**Extracted material:**

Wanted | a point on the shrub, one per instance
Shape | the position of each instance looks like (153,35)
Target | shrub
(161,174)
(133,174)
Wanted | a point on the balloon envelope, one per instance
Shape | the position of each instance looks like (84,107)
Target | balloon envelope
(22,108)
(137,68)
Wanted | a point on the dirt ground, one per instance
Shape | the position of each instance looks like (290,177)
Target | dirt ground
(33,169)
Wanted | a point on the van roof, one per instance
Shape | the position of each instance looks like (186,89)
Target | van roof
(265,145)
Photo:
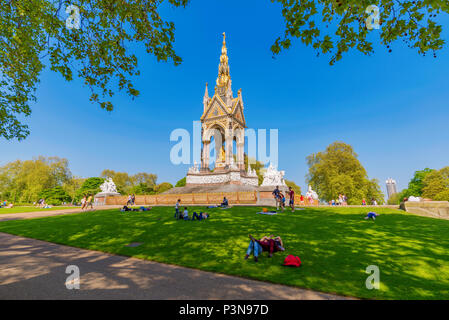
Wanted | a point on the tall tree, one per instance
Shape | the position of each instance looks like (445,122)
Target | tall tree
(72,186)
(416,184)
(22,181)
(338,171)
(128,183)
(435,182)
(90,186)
---
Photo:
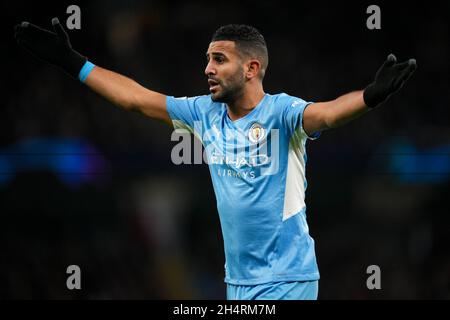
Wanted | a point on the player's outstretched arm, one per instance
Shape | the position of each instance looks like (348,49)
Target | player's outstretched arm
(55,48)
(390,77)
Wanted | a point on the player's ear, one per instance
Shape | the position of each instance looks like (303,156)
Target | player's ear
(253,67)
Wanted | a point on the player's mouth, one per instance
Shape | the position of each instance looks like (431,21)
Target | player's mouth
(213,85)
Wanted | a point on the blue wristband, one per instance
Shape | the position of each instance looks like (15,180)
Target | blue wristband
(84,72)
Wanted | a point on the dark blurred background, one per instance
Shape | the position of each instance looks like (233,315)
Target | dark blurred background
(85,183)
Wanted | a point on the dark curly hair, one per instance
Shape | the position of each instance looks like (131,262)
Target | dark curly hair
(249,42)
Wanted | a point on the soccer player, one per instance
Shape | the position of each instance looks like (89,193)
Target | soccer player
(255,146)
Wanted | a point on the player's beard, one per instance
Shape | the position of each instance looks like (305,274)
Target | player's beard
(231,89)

**Directive:** Return each line of the entries above that contains the word "hair".

**Complete response:**
Wanted | a point on the dark curly hair, one per instance
Target | dark curly hair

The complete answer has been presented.